_Collected data_
╔══

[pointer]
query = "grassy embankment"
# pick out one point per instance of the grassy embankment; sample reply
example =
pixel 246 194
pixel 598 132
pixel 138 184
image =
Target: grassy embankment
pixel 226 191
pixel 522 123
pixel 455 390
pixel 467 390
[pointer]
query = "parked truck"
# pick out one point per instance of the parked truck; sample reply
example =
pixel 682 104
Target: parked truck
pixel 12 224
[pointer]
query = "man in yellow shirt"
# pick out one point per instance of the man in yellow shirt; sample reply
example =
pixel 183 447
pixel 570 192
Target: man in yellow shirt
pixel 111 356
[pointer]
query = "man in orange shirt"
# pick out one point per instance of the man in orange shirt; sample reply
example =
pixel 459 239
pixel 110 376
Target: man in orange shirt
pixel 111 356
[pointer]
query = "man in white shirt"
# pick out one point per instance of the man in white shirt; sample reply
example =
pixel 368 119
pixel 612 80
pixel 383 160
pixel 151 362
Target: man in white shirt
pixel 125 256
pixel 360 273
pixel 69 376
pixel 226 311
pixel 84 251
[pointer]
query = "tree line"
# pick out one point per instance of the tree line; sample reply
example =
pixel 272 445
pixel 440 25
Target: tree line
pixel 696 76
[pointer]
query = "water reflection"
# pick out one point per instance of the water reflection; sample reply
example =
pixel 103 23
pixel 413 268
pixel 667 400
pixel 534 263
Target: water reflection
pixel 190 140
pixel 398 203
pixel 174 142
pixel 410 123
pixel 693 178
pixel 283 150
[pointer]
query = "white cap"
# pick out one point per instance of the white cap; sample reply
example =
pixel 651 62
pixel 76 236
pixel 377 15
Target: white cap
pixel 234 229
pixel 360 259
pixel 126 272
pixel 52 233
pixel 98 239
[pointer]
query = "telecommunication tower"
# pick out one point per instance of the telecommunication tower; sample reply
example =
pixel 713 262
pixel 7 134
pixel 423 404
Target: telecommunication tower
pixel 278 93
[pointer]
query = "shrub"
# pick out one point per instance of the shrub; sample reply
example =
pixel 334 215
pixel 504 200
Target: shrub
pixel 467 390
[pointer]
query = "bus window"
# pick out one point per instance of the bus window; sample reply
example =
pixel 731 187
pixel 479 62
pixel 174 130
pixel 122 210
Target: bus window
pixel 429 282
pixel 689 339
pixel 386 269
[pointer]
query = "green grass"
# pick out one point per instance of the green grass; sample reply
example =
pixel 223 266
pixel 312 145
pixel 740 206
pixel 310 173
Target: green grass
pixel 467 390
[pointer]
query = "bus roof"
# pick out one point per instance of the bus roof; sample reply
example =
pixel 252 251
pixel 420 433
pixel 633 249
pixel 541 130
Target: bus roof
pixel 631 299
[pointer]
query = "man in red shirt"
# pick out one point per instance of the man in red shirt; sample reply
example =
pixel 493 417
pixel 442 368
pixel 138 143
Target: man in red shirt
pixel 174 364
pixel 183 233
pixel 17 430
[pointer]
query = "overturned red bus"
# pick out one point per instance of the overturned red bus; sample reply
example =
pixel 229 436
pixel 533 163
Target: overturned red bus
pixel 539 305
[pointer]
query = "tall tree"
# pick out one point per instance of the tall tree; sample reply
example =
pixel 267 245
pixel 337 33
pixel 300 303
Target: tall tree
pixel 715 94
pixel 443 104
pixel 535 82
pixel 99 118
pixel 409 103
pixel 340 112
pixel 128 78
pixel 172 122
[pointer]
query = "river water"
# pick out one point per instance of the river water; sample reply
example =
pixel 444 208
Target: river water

╚══
╔══

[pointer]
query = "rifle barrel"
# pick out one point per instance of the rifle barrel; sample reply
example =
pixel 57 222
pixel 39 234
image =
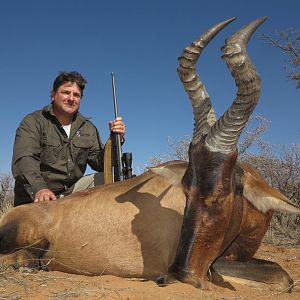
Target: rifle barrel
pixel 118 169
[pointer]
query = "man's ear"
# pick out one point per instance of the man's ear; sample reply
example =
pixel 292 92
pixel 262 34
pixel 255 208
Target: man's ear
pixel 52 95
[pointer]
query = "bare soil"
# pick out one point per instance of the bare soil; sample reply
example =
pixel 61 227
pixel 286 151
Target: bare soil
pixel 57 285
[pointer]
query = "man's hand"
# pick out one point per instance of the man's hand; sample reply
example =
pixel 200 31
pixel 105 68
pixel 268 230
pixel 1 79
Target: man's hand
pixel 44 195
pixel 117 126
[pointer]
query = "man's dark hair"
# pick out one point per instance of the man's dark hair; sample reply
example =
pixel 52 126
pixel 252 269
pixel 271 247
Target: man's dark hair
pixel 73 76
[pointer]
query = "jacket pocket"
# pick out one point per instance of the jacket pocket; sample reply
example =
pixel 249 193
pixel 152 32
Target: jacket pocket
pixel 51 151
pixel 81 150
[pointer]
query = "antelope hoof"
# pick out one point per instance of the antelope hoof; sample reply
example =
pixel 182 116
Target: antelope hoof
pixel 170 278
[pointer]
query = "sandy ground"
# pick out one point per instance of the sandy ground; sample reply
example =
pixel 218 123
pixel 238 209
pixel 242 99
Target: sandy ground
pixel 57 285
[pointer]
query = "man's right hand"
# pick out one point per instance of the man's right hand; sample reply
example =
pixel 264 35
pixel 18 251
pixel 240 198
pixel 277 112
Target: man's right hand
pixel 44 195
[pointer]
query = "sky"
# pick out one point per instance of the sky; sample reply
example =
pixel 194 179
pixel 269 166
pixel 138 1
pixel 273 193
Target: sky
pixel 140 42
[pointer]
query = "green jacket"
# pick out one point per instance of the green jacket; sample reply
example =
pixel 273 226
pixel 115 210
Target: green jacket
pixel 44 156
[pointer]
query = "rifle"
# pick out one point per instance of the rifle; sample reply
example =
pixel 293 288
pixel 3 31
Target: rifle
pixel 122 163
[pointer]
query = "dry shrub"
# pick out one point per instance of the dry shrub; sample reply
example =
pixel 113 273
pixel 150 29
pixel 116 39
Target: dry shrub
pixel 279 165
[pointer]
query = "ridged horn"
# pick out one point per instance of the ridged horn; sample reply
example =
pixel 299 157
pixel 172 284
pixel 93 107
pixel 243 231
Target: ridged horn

╚══

_ACTIVITY_
Given the records above, reproduce precisely and only the lines between the line holding "# pick out one point per instance of the jacket" and the line holding "pixel 264 35", inclusive.

_OUTPUT_
# pick out one point per instance of the jacket pocket; sample reply
example =
pixel 249 193
pixel 152 32
Target: jacket pocket
pixel 51 151
pixel 81 150
[pointer]
query = "antelope hoof"
# pick out one point per instance of the antelope hoof; sample reply
example =
pixel 182 116
Target: antelope hoof
pixel 170 278
[pointer]
query = "sandy ground"
# pick out one point per instance of the sandy ground; sample reply
example =
pixel 218 123
pixel 238 209
pixel 242 99
Target: sandy ground
pixel 57 285
[pointer]
query = "man's right hand"
# pick out one point per instance of the man's right hand; sample reply
example =
pixel 264 35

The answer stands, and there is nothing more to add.